>> begin
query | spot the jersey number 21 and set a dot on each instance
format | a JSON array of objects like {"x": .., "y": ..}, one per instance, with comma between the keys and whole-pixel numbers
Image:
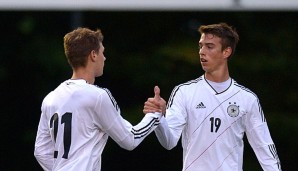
[{"x": 66, "y": 120}]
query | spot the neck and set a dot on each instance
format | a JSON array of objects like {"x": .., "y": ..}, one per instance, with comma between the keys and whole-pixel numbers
[
  {"x": 83, "y": 74},
  {"x": 217, "y": 76}
]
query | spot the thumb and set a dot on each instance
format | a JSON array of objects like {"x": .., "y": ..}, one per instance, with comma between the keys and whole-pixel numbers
[{"x": 156, "y": 93}]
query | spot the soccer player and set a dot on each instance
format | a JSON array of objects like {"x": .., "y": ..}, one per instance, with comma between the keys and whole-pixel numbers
[
  {"x": 213, "y": 112},
  {"x": 78, "y": 117}
]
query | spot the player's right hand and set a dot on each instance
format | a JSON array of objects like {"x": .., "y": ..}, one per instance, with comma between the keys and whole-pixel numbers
[{"x": 155, "y": 104}]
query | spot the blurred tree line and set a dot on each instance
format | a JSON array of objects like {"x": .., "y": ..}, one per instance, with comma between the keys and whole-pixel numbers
[{"x": 144, "y": 49}]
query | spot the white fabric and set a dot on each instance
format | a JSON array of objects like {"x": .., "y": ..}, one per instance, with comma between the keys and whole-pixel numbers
[
  {"x": 85, "y": 116},
  {"x": 212, "y": 126}
]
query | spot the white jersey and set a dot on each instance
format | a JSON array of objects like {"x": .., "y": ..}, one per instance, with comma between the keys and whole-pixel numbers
[
  {"x": 213, "y": 125},
  {"x": 75, "y": 123}
]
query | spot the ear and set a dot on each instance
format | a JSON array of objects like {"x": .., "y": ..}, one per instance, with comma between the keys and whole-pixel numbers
[
  {"x": 227, "y": 52},
  {"x": 93, "y": 55}
]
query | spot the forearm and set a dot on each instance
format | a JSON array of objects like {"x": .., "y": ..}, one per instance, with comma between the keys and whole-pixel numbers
>> end
All of the material above needs to be restated exactly, with no pictures.

ANSWER FOR THIS EXERCISE »
query | spot the jersey number 21 and set a dot on each instance
format | a JSON array of objects like {"x": .., "y": ..}, one per instance, with comma between the keys and whole-pixel numbers
Image:
[{"x": 66, "y": 120}]
query | spot the neck and set a dot on each instance
format | a JSON array of objects like {"x": .., "y": ..}, one per instance, with comma between the keys and whole-pixel numbers
[
  {"x": 83, "y": 74},
  {"x": 217, "y": 76}
]
query | spot the thumb and set a dot on each instance
format | a JSON array of objects like {"x": .., "y": ..}, one per instance, with comma between the keys and whole-pixel numbers
[{"x": 156, "y": 93}]
query | spot the soccer player and set a dot on each instance
format | a JSON array of objects like {"x": .., "y": ..}, one per instance, with comma between the keys and whole-pixel numbers
[
  {"x": 213, "y": 112},
  {"x": 78, "y": 117}
]
query | spot the player's right hand and set a dot on each instance
format | a JSON array of objects like {"x": .., "y": ..}, one per instance, with comma between the keys and whole-pixel numbers
[{"x": 155, "y": 104}]
query | spot the blurred tree line and set a dot on each instance
format | a JSON array of objects like {"x": .., "y": ..}, one per instance, with comma between the keys and whole-pixel numbers
[{"x": 144, "y": 49}]
query | spot the white fabric and set a dot on each instance
format | a JSON array of objects like {"x": .., "y": ..}, one per instance, with comma between the keys and whole-pixel numbers
[
  {"x": 85, "y": 116},
  {"x": 212, "y": 126}
]
query | spot the white jersey and set a dot on each instance
format | a JSON array of objects like {"x": .., "y": ..}, one per instance, with comma between the keys and whole-pixel numbers
[
  {"x": 213, "y": 125},
  {"x": 75, "y": 123}
]
query | spot the ear and set a dot on each instance
format | a JSON array of objects like {"x": .., "y": ..}, one per instance, with comma between the keys and whole-pixel numbers
[
  {"x": 227, "y": 52},
  {"x": 93, "y": 55}
]
query | spot the forearm and set a dot on each instance
format | a JSON array of objects like {"x": .., "y": ..}, one per instance, with comma between the keys and whole-pixel numbers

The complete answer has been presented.